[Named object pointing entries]
⁂
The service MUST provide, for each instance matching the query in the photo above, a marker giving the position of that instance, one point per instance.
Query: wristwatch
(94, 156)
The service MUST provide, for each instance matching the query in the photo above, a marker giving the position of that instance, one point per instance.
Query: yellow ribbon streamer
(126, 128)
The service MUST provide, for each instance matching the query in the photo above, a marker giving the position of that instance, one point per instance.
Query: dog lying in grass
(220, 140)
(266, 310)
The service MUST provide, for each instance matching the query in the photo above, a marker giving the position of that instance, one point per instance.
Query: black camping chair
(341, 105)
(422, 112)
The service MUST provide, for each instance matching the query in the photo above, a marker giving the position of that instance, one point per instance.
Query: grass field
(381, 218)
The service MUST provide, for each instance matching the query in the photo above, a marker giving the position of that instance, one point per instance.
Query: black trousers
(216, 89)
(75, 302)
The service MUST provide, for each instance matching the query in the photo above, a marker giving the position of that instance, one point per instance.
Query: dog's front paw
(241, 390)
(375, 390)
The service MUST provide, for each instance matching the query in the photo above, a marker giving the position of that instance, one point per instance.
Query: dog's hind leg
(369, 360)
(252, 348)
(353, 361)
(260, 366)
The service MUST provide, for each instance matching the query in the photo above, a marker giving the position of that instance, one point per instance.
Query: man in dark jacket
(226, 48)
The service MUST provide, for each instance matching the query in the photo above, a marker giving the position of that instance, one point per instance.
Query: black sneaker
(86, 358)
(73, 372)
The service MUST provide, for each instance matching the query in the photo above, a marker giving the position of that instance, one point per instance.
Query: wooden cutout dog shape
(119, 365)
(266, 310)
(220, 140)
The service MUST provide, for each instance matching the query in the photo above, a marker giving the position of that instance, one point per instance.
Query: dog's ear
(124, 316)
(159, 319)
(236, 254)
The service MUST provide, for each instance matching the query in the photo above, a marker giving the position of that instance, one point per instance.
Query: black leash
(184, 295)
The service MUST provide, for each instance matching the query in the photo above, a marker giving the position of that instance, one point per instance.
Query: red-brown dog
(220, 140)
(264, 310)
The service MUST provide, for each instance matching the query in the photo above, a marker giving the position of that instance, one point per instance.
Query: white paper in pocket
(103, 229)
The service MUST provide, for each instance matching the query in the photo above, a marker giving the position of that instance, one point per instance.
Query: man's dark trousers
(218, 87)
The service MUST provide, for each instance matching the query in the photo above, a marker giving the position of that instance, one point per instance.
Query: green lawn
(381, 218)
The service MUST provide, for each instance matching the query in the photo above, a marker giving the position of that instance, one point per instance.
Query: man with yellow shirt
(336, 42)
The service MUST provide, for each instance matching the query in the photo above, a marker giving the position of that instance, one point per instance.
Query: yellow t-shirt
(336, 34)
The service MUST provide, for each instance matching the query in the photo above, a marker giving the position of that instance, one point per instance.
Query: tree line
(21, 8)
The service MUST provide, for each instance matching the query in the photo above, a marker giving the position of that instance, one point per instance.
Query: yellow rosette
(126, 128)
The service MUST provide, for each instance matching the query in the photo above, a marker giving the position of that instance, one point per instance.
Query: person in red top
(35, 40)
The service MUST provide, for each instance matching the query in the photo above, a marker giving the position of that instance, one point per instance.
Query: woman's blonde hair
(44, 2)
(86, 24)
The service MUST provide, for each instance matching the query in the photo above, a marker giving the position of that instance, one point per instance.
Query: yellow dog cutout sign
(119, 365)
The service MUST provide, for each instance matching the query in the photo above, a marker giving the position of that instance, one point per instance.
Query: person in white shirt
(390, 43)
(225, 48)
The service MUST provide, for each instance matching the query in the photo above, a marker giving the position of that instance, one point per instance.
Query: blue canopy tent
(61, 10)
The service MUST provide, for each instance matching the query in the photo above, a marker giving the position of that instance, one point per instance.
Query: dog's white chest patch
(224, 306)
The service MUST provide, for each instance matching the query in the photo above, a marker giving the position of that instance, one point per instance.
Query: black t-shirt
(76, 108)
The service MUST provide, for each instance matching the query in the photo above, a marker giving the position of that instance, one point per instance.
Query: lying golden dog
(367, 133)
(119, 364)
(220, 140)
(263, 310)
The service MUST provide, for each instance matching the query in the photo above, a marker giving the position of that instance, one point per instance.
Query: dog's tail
⁂
**Request**. All of the data needs to be reproduced exactly, with no line missing.

**Full output**.
The service MUST provide, for each instance matching the query in the photo above, a marker giving the position of that instance, one point per instance.
Query: wristwatch
(94, 156)
The service MUST provide, for each instance matching the query in the photo above, a marker giving the position of that instance, one point per instance.
Query: yellow ribbon streamer
(126, 128)
The service MUST provide, for each instance matching the query in the photo above, a marker giving the position of that instance, one point per instance.
Query: dog lying in grass
(220, 140)
(266, 310)
The service MUST provide, for each instance matching the query in the photo above, a marker giving the position of that instance, one point per instance.
Query: black camping chair
(341, 105)
(422, 112)
The service MUST provide, for each instance matching the query in the photo above, a marker giving the position of that instance, one point per instance.
Query: grass field
(381, 218)
The service MUST provide, for each instance matching the query in the photo above, a marker giving the position of that instance, one point per instance.
Query: black trousers
(216, 89)
(75, 302)
The service MUST provide, for each instance matching the query in the photo above, a marker giving the position of that instance, one point per instance.
Query: dog's front paw
(241, 390)
(375, 390)
The service MUST provide, for each instance matching the query in the photo above, a marker giving the position of that instance, one point per instance.
Query: dog's hind leg
(369, 360)
(252, 348)
(353, 361)
(260, 366)
The service MUST provide, for each instance matching the query in the photo above, a marker giving the position of that instance, one point per instance.
Query: man in dark jacket
(226, 48)
The service MUST provide, for each instance matching the query in the photo above, a marker giving the position of that instance, one point per instance.
Query: black sneaker
(86, 358)
(73, 372)
The service MUST provide, for each instance matching the query in the photo above, a marker giving the position of that instance, one point per instance.
Query: wooden cutout dog shape
(119, 365)
(266, 310)
(220, 140)
The service MUST provide, for each instance matching the query in the photo above, a marker giving the position of that instance, one point per instance.
Query: dog's ear
(124, 316)
(159, 319)
(236, 254)
The service MUST provide, for each instance matching the query in the photo above, a marker giving the position of that instance, one point per instance.
Query: black leash
(184, 295)
The service MUST provide, for each instance matching the query in the photo above, a marker giving the position of that instance, one point per instance.
Query: red-brown dog
(220, 140)
(264, 310)
The service MUST provide, for each instance matching the query in the photo above, a marker giving the position of that instance, one point per instance.
Query: white paper in pocket
(103, 229)
The service MUST provide, for each instance matching the query in the photo above, a marker giving the position of that instance, one point per instance.
Query: man's dark trousers
(218, 87)
The service MUST provide, for each instance matching the query in the photo above, a marker giving the position of that instance, one point per instance.
Query: green lawn
(381, 218)
The service MUST provide, for each instance matching the query in the photo above, a marker giving the position of that instance, one point per instance.
Query: man with yellow shirt
(336, 42)
The service MUST provide, for each instance matching the query in the photo above, a marker giving the position of that instance, one point per instance.
Query: yellow t-shirt
(336, 34)
The service MUST provide, for each instance matching the query in the photo above, a marker giving the position of that instance, one point per instance.
Query: tree line
(21, 8)
The service MUST provide, for each instance matching the query in the photo above, a marker giving the position of that instance, one point per instance.
Query: yellow rosette
(126, 128)
The service MUST provide, for each instance matching the query in the photo above, a marker giving the position of that instance, one point per instance.
Query: person in red top
(35, 40)
The service MUST provide, for each instance matching the query in the photo above, a marker giving the position of that instance, one point per instance.
Query: woman's blonde hair
(44, 2)
(86, 24)
The service MUST provide, for each instance matching the query in the photo above, a marker giving the position of that instance, one point per instance.
Query: yellow dog cutout sign
(119, 365)
The service MUST provide, for each instance matching the query in the photo above, a marker giving the position of that instance, one point per instance.
Query: person in white shirt
(390, 43)
(225, 48)
The service MUST provide, for each instance matching the query in the photo above, a marker giving the position of that instance, one point per instance.
Query: blue canopy tent
(61, 10)
The service MUST provide, for each instance matching the query in the photo above, a marker giving the position of that instance, one point per instance.
Query: dog's white chest patch
(224, 306)
The service MUST provide, for each instance matching the query in the photo above, a marker giving the position of that instance, one point per instance.
Query: black t-shirt
(76, 108)
The service MUST provide, for each instance matching the query in the photo above, a marker giving the position of that instance, one point per instance.
Query: lying golden dog
(367, 133)
(119, 364)
(220, 140)
(263, 310)
The service MUST provide, for each instance matching the query in the photo above, a marker giving the position of that instance, one point per instance.
Query: dog's tail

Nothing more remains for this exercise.